SHORT PROBLEM – Rewrite the stretch of data from the line containing "Look at the image above and locate every flower visible." through the line containing "456,251 -> 552,308", swapping every "locate" for "find" and leaving everything else as it is.

DATA ENTRIES –
::::::

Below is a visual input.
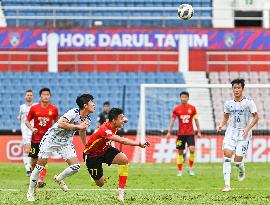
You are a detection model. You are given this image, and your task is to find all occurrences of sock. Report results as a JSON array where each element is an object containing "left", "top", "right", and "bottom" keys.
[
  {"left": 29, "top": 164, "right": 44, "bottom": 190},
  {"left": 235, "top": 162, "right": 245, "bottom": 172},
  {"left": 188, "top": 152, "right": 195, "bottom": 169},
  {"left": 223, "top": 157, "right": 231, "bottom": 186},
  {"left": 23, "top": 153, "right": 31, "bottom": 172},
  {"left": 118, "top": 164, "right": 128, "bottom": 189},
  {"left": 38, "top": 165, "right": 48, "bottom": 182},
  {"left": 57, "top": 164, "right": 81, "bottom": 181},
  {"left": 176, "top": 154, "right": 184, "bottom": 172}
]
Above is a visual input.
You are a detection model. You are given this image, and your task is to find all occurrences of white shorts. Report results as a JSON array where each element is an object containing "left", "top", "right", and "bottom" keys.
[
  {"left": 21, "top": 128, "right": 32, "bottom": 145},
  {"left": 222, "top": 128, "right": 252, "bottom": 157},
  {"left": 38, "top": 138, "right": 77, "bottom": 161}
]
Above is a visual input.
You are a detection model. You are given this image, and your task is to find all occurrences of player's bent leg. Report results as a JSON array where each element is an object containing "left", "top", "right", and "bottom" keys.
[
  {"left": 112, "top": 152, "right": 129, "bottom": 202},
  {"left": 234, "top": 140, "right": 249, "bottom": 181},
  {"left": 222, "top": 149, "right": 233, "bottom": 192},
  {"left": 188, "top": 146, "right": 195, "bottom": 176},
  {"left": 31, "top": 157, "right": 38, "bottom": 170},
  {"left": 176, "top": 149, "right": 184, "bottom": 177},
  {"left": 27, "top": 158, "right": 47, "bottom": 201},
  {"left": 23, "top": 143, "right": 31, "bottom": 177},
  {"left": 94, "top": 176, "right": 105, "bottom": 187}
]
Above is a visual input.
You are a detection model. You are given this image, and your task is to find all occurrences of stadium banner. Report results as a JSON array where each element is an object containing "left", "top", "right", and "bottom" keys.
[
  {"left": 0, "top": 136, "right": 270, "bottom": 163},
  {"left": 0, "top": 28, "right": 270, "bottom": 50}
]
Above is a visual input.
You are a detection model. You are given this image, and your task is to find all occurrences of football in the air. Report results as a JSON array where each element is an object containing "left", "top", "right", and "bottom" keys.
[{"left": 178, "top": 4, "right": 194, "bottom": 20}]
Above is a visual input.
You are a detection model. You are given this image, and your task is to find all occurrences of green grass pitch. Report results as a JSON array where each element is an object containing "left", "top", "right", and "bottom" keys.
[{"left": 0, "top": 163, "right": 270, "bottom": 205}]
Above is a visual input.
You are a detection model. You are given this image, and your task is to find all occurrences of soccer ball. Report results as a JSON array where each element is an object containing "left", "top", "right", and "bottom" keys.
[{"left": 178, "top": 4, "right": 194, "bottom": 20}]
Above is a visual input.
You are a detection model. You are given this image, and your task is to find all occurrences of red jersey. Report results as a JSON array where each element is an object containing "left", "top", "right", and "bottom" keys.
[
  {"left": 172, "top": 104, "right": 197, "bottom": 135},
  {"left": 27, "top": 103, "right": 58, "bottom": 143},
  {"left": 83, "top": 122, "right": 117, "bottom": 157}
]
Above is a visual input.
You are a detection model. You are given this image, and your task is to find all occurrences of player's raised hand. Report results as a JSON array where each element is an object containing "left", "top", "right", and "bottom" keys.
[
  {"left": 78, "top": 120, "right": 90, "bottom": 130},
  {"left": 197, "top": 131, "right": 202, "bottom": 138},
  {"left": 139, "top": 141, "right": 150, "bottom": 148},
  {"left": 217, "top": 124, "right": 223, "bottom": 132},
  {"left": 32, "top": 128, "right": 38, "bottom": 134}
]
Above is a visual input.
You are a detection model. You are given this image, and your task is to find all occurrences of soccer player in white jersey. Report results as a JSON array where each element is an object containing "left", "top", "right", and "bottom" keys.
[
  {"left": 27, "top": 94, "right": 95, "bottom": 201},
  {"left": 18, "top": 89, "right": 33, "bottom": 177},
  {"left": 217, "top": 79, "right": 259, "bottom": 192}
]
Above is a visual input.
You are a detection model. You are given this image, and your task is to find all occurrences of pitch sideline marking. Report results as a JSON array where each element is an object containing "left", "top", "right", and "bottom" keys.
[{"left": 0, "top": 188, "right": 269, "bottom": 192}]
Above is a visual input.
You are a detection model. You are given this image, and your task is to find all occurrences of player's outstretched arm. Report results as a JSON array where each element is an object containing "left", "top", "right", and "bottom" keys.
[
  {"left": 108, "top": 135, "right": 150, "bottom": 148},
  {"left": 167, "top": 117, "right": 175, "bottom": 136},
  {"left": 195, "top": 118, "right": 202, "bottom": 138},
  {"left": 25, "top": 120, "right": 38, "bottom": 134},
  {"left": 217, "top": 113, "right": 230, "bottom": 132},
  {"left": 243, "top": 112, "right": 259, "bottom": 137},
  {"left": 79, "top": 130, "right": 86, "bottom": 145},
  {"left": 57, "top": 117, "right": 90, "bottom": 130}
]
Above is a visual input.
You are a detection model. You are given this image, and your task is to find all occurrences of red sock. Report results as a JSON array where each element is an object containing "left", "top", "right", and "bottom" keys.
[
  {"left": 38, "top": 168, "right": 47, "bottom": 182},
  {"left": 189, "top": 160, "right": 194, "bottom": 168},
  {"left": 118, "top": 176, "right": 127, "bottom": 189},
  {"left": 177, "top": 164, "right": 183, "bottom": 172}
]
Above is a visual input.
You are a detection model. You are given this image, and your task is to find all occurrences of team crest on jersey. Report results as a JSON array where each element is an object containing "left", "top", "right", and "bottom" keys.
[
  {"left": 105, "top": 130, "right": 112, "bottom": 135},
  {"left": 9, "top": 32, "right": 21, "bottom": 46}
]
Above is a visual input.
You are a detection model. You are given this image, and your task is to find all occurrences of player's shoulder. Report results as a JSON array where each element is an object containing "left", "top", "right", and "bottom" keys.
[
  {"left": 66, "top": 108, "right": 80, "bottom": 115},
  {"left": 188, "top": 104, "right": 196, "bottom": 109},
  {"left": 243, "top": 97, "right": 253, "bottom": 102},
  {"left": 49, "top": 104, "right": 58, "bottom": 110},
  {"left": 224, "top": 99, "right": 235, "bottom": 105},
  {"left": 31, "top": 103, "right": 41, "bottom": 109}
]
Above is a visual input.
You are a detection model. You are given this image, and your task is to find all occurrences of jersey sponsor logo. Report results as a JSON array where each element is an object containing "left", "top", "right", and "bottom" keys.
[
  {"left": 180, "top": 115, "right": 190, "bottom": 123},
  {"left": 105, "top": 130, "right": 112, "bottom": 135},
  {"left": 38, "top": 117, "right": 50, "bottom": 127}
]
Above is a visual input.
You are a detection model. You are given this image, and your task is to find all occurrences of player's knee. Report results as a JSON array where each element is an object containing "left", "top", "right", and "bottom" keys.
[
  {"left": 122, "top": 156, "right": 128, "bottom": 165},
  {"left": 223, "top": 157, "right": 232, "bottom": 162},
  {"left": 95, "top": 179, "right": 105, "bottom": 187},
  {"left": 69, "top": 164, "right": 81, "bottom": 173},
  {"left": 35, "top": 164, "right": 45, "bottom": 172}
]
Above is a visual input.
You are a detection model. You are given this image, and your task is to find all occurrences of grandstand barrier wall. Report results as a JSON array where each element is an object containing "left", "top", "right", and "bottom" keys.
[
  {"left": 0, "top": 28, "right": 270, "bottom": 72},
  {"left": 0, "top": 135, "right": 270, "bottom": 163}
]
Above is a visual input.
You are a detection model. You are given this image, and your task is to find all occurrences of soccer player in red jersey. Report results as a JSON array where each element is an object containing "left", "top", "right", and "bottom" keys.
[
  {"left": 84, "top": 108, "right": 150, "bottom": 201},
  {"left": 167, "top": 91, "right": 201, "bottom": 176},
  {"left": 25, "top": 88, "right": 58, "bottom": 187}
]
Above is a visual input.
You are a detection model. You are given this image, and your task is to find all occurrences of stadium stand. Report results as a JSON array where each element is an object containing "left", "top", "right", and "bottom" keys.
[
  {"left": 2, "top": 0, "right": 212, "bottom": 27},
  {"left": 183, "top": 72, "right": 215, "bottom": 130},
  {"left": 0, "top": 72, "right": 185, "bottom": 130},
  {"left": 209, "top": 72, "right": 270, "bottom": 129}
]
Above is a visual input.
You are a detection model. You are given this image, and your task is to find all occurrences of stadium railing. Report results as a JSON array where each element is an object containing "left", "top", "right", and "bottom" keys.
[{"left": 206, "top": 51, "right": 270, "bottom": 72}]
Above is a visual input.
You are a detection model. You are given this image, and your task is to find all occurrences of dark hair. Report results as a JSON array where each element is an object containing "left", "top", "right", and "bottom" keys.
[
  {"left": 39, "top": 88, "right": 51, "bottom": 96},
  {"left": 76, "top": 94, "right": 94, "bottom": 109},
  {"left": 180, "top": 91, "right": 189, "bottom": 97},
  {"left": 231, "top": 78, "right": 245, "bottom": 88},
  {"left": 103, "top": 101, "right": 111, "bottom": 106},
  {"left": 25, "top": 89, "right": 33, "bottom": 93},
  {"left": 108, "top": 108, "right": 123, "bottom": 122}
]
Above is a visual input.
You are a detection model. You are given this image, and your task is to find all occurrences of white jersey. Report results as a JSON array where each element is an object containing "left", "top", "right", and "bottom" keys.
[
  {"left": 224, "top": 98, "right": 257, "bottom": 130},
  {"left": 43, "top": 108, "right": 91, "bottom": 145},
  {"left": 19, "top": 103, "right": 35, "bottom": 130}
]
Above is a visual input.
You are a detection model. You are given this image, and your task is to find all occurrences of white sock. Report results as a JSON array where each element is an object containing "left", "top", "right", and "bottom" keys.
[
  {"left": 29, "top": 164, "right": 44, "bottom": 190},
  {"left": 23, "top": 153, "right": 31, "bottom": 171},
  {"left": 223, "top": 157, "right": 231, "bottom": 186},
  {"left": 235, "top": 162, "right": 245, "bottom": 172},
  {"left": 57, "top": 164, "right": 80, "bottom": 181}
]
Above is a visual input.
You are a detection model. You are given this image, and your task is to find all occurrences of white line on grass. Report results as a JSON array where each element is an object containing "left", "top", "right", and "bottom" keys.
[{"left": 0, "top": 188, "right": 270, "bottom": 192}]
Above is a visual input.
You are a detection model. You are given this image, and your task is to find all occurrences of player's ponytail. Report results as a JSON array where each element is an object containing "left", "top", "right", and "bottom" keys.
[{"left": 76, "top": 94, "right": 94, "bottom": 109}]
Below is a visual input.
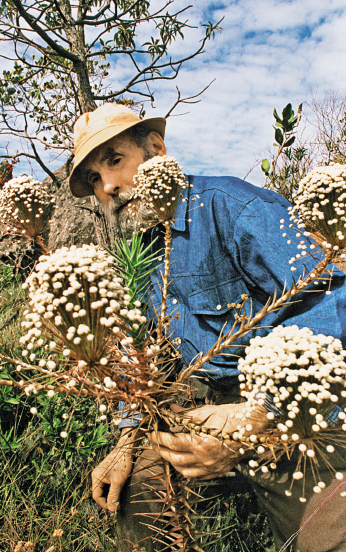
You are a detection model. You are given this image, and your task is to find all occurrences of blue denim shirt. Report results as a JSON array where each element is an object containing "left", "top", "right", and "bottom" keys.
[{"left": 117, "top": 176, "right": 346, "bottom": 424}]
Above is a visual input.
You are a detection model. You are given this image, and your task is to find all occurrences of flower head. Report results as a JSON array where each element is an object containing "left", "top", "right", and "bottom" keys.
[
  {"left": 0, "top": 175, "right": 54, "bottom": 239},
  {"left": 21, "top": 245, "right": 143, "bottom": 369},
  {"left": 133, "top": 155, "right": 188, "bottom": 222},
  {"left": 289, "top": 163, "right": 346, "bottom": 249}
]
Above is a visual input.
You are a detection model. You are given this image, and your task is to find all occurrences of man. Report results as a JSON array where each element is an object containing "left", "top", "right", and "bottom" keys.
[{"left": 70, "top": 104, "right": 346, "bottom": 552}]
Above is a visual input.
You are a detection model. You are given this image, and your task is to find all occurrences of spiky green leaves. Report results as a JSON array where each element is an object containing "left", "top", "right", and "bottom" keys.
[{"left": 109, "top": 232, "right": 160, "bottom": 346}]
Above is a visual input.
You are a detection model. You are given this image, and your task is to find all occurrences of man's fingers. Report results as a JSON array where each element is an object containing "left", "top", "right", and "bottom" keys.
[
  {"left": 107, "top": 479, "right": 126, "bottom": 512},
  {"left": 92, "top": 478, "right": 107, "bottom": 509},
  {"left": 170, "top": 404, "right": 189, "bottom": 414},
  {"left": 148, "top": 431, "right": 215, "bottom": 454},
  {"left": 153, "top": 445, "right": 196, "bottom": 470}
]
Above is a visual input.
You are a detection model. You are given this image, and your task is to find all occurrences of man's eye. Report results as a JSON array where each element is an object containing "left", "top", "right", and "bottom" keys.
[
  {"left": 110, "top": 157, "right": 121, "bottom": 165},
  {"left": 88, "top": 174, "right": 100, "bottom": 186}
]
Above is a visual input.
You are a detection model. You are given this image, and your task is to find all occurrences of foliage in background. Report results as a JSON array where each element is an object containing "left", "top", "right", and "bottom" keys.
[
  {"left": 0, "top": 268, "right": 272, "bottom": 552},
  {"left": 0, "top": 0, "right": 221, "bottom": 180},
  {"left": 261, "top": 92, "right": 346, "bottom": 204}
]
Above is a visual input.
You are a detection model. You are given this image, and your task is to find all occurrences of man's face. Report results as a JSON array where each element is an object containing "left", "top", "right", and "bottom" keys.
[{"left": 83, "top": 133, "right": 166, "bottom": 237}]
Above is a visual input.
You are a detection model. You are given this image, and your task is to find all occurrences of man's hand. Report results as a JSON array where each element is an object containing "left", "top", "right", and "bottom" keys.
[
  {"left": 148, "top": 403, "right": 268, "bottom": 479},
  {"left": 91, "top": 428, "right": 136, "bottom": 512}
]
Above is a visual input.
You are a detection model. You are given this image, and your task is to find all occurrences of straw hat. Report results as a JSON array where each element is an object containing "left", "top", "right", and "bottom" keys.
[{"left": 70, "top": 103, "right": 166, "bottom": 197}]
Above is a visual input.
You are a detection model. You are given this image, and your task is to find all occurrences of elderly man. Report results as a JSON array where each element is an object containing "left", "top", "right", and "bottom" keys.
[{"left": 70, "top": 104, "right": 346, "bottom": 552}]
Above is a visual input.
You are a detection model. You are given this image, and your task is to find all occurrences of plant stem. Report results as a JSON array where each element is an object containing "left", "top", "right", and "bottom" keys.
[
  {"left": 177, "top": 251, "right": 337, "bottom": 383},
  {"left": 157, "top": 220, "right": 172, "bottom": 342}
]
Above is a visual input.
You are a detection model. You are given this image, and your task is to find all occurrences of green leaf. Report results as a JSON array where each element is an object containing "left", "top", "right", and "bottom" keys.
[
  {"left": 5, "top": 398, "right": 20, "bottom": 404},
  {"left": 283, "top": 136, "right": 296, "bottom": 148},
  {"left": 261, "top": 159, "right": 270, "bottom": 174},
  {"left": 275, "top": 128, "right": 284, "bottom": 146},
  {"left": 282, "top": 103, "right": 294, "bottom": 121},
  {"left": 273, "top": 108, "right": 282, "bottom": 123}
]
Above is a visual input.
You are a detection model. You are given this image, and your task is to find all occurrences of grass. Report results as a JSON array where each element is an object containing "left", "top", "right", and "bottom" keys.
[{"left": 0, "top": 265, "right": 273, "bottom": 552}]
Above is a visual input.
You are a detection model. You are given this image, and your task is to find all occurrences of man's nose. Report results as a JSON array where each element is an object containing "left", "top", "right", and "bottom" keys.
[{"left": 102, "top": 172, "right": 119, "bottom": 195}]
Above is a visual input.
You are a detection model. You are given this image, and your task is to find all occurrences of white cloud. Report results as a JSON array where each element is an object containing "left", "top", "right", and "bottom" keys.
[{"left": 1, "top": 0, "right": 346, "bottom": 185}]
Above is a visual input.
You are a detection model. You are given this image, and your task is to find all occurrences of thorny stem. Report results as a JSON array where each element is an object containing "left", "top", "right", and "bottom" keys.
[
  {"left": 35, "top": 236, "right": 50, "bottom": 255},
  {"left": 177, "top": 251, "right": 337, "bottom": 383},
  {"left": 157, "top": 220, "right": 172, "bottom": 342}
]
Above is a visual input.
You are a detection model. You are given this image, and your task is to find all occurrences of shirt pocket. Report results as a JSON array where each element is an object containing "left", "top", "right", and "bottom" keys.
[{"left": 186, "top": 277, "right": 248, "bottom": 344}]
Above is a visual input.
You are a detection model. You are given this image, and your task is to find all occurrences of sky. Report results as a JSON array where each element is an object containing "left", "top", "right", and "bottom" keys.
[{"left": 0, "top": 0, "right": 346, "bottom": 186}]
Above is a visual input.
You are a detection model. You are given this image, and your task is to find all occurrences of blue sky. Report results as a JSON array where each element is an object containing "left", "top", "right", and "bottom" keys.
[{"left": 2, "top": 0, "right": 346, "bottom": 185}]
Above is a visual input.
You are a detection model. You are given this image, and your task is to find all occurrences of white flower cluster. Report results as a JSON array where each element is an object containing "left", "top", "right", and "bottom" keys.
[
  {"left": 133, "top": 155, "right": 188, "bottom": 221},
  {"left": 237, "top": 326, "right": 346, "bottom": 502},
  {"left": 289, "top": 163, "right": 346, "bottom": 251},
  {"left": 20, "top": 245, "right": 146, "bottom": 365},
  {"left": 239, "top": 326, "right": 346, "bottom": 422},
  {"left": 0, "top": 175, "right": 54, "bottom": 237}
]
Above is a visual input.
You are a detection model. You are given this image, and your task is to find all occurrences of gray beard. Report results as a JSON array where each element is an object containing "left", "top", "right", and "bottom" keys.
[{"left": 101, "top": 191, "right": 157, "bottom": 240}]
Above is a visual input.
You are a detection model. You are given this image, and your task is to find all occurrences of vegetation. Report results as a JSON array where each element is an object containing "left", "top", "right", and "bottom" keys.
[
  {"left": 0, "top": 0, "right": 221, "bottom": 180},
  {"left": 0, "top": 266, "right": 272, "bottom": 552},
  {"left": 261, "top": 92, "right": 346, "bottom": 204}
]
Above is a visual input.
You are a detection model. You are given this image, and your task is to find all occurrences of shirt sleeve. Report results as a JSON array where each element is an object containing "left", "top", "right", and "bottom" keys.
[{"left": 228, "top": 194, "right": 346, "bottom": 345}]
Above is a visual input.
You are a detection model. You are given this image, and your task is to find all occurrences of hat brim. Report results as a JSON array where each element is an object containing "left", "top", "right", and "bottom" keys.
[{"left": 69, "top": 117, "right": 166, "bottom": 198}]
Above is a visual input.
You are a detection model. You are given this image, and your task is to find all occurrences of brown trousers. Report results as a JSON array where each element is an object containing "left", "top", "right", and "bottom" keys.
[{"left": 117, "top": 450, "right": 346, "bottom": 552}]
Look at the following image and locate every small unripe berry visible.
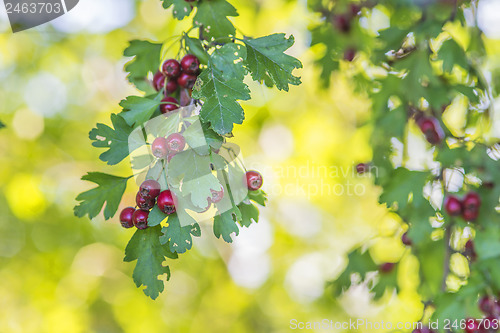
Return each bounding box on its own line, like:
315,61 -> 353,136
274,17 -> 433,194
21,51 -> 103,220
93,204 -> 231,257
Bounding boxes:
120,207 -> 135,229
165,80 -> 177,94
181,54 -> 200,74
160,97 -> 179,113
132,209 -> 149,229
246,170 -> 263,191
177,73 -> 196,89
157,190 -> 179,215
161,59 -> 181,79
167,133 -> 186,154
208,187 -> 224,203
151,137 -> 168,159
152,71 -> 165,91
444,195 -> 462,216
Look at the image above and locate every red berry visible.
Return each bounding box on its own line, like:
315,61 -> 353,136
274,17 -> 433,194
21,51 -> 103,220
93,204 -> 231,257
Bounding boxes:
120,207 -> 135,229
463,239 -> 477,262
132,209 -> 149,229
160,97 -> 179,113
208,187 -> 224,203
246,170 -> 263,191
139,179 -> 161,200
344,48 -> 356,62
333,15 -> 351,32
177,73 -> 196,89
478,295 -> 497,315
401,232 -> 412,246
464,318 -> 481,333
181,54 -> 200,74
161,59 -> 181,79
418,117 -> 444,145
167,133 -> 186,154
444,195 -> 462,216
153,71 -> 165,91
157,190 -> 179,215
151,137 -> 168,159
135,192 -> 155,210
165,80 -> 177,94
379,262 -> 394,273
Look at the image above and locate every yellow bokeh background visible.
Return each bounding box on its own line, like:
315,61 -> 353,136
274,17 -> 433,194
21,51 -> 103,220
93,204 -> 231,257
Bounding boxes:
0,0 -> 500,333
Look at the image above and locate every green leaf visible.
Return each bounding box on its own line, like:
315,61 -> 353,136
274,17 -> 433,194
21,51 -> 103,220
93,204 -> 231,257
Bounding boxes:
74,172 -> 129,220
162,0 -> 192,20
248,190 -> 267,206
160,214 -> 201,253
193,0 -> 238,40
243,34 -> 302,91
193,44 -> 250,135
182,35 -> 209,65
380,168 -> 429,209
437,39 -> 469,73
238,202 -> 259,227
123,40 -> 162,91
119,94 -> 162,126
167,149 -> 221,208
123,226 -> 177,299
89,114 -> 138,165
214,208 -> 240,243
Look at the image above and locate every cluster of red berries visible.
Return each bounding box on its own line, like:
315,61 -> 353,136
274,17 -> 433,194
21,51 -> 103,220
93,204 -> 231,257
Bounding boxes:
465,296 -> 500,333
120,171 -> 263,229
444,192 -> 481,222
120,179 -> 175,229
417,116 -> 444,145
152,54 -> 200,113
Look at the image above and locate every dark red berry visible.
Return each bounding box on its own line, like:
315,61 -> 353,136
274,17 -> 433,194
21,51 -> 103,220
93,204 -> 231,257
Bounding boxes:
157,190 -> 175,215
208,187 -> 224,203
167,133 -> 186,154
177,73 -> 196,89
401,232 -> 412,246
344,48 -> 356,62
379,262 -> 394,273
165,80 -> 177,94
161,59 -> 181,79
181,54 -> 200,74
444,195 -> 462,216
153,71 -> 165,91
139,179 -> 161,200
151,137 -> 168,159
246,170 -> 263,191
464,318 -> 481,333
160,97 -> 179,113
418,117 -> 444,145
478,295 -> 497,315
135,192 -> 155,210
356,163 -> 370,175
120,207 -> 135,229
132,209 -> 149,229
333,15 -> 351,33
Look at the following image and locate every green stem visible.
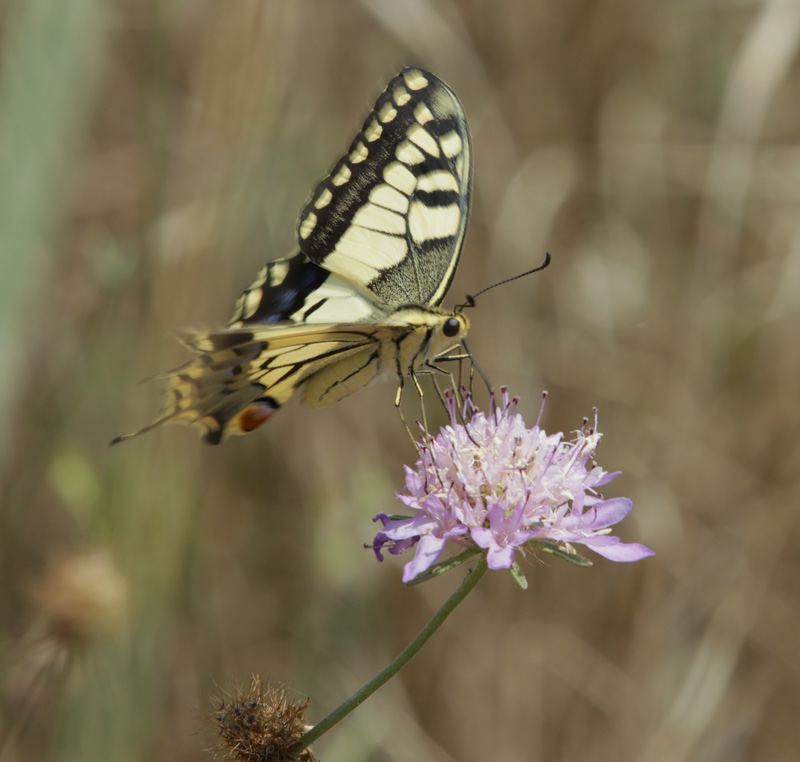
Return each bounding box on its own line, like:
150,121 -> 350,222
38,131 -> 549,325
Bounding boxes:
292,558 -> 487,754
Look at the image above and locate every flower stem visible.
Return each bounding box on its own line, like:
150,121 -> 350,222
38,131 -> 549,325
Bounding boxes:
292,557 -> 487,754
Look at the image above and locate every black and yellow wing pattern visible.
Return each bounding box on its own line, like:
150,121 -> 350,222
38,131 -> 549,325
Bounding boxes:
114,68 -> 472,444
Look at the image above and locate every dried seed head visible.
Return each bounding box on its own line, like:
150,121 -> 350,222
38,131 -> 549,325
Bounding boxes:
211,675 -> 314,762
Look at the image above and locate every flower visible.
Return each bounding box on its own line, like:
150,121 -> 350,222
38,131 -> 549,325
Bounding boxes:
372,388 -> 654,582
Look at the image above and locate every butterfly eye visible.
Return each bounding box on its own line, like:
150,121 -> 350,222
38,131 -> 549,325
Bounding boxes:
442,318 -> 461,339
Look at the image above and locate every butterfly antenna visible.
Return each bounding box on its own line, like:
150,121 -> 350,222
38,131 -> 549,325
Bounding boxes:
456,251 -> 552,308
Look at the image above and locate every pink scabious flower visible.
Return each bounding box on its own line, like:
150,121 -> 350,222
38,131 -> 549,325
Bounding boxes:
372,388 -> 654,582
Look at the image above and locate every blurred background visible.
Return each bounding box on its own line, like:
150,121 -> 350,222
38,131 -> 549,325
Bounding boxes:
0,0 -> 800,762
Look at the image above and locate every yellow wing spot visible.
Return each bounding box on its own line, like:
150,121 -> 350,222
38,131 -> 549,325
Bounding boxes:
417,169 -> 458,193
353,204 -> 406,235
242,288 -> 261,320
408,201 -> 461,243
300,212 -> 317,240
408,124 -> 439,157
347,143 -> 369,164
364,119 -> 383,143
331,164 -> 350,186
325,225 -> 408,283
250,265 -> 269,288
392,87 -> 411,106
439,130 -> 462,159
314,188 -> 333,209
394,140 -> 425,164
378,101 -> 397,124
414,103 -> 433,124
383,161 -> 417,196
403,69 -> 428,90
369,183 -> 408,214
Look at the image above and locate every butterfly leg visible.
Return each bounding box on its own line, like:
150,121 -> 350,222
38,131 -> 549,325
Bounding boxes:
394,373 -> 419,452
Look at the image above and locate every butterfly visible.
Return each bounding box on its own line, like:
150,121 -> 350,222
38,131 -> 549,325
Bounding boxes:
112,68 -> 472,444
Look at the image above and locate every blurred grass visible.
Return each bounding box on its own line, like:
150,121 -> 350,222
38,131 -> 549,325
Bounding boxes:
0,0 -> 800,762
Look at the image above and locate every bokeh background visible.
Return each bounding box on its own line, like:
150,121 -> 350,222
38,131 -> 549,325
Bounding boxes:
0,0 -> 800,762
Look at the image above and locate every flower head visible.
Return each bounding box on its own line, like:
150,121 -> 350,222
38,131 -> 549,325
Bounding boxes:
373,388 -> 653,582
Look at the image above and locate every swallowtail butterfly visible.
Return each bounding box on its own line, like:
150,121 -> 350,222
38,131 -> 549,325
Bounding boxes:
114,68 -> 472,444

::::::

EXERCISE ANSWER –
Look at the image above and find every flower visible.
Return each bounding box on its own line, like:
150,121 -> 350,222
38,131 -> 549,325
Bounding boxes:
372,388 -> 654,582
Look at the image above and find every butterfly eye visible.
Return each bounding box on its own line, like:
150,121 -> 350,222
38,131 -> 549,325
Bounding boxes:
442,318 -> 461,339
Look at the image above and find every butterfly antenna visible.
Return each bounding box on its own line, like:
150,121 -> 350,222
38,131 -> 549,325
Bounding boxes:
456,251 -> 552,308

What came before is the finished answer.